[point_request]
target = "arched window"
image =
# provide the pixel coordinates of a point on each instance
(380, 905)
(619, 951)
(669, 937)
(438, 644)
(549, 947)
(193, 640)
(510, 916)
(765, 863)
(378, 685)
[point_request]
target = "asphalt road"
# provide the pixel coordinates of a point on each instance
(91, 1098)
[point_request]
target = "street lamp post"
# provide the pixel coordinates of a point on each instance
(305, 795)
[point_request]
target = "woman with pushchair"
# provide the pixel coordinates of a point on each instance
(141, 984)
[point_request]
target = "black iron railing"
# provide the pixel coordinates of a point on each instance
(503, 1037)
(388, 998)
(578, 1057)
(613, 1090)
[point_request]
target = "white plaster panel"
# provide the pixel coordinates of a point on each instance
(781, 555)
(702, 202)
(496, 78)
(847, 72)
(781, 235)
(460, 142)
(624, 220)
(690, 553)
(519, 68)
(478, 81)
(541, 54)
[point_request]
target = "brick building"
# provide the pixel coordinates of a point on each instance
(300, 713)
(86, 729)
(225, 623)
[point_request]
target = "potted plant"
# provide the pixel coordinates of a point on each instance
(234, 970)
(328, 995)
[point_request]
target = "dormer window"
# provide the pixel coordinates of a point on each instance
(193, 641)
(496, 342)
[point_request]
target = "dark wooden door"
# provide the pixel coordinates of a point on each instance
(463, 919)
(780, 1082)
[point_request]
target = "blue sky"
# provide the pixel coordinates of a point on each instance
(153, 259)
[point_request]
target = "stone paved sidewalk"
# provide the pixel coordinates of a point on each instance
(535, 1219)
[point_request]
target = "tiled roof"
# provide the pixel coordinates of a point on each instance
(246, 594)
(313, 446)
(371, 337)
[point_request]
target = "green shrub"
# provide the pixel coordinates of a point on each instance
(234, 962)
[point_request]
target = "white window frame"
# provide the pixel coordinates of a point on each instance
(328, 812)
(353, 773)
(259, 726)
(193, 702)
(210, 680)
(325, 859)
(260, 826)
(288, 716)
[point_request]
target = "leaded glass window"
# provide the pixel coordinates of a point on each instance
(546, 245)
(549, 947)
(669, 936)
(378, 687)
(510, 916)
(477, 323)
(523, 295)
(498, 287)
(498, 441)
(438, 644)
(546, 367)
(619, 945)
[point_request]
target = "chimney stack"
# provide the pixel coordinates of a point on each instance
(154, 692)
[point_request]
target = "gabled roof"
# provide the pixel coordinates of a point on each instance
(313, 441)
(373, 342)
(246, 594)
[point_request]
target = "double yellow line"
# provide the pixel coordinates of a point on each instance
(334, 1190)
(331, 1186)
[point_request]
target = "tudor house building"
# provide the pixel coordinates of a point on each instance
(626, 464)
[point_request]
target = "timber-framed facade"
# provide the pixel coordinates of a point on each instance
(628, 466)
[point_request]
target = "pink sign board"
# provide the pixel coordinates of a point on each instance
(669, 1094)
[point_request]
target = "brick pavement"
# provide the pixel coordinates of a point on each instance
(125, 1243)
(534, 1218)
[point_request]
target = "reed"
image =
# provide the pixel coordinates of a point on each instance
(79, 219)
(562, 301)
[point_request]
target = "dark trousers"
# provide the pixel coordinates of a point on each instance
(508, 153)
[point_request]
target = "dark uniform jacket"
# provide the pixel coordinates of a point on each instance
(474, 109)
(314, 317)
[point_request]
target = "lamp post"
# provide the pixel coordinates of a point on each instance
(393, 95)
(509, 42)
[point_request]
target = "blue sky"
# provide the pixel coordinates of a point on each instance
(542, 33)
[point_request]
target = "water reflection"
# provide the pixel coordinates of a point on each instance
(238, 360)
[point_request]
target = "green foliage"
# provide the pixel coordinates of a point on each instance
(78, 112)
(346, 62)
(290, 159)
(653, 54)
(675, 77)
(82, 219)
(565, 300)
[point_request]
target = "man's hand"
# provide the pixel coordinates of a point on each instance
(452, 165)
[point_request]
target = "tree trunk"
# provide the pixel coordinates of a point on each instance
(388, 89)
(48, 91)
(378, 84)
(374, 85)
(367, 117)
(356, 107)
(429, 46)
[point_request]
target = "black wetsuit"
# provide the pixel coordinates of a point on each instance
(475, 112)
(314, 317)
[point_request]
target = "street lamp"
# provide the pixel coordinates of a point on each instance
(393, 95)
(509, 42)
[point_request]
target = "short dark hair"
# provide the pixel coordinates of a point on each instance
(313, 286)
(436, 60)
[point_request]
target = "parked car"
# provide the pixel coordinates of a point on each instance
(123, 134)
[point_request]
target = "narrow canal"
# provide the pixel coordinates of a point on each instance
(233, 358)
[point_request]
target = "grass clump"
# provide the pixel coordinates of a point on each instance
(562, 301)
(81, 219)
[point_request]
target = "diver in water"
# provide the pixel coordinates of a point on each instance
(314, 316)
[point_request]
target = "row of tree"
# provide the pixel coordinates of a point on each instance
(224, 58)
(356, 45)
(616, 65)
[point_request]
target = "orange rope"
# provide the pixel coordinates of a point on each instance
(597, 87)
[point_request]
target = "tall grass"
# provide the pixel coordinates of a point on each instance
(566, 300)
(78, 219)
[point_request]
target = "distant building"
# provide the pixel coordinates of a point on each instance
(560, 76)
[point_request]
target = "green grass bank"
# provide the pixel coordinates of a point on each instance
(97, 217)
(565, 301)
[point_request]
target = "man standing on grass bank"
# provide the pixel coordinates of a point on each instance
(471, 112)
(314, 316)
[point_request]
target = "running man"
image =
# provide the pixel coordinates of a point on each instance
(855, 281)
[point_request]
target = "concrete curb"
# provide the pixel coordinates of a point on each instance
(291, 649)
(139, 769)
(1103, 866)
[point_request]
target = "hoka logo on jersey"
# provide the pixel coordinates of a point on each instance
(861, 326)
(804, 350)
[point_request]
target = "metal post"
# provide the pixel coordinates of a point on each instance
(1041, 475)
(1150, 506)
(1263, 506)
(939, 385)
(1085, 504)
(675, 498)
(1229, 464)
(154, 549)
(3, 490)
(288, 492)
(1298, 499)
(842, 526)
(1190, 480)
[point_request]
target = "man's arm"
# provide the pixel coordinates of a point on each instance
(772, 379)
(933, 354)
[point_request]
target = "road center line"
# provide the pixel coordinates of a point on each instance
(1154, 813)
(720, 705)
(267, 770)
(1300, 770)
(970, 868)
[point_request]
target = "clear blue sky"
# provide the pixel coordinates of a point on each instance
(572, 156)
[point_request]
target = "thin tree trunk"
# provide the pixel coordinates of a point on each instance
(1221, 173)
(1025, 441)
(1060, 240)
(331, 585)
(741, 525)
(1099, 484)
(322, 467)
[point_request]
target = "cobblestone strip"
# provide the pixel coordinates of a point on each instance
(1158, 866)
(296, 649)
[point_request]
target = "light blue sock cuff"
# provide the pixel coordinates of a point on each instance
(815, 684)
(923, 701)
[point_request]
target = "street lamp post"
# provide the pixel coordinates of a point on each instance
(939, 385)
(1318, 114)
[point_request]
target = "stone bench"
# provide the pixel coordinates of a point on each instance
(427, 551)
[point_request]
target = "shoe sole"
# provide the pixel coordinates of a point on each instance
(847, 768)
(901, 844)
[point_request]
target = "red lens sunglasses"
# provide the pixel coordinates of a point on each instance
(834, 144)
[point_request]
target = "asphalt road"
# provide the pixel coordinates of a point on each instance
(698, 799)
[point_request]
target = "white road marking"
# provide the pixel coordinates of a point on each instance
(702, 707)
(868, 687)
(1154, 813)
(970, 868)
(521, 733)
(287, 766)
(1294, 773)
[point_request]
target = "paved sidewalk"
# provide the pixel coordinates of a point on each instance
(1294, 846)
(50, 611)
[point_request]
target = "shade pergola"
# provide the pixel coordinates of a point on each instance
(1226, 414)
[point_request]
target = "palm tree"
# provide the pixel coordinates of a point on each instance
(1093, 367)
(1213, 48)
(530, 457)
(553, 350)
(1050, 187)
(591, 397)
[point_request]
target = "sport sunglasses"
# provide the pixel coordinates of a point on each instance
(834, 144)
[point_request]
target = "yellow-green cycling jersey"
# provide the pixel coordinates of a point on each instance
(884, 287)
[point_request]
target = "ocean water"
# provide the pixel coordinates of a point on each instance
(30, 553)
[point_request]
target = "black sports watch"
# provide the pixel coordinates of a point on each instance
☆ ☆ ☆
(Goal):
Print the material from its first line through the line that contains "(613, 1090)", inclusive, reproducing each line unchanged.

(Task response):
[point_request]
target = "arched window"
image =
# provide the pixel coordinates of a point on each instance
(380, 905)
(619, 951)
(669, 937)
(438, 644)
(549, 947)
(193, 640)
(510, 916)
(765, 863)
(378, 685)
[point_request]
target = "asphalt road"
# provide the pixel coordinates of a point on each instance
(91, 1098)
[point_request]
target = "street lamp post"
# provide the pixel coordinates of a point on each instance
(305, 795)
[point_request]
target = "woman with pushchair"
# provide the pixel coordinates of a point on each instance
(141, 984)
[point_request]
target = "black iron railing"
# provide the pixel coordinates of a point on each instance
(503, 1037)
(388, 998)
(578, 1057)
(613, 1090)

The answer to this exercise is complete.